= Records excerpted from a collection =
▼

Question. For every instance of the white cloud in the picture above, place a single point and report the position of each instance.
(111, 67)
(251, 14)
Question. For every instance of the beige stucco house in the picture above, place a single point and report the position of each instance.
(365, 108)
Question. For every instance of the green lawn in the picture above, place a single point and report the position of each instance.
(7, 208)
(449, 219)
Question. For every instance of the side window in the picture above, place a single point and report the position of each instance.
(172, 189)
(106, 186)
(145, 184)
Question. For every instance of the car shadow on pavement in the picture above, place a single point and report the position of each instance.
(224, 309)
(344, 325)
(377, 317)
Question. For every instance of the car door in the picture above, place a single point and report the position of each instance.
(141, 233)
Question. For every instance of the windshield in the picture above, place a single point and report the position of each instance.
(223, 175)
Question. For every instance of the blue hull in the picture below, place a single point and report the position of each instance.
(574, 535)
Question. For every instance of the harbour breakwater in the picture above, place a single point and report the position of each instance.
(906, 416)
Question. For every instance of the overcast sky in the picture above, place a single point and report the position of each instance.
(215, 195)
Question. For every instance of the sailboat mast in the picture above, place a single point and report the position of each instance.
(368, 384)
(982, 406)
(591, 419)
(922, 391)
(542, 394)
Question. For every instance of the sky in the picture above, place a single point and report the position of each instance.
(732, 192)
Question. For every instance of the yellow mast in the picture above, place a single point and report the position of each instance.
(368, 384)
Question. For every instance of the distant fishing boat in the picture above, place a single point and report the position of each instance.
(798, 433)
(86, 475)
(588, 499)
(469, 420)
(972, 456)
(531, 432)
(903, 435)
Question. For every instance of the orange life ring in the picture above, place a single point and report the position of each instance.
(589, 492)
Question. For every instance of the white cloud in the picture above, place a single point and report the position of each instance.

▲

= Task instructions =
Print exactly the lines between the line with "Question. For every instance of the harbour" and the final line of the records above, both included.

= Solution for this problem =
Question. For every instance of the harbour breakwater in the picture above, place a single point and report the position of each instance.
(906, 416)
Question. For every instance of the overcast sky in the picture above, place a single point and report the position of each instance.
(215, 195)
Question. For every instance of the sailboat mast in the picture above, place a single point and report the position of each instance.
(368, 384)
(982, 406)
(591, 419)
(922, 391)
(542, 394)
Question. For every instance of the sky in the picture above, place a single point and report the position of each instance.
(732, 192)
Question. For every instance of the yellow mast in the picture above, place a single point and report the position of each instance.
(368, 384)
Question. For every instance of the distant fishing boat in the picture above, place a single point and report the position of each instance.
(798, 433)
(86, 475)
(588, 499)
(469, 420)
(972, 456)
(531, 432)
(903, 435)
Question. For every instance of the orange life ring in the picture above, place a single point and report the position of each instance.
(589, 492)
Question. For every instance of the white cloud in the picture above, place a single point and report the position of each instance.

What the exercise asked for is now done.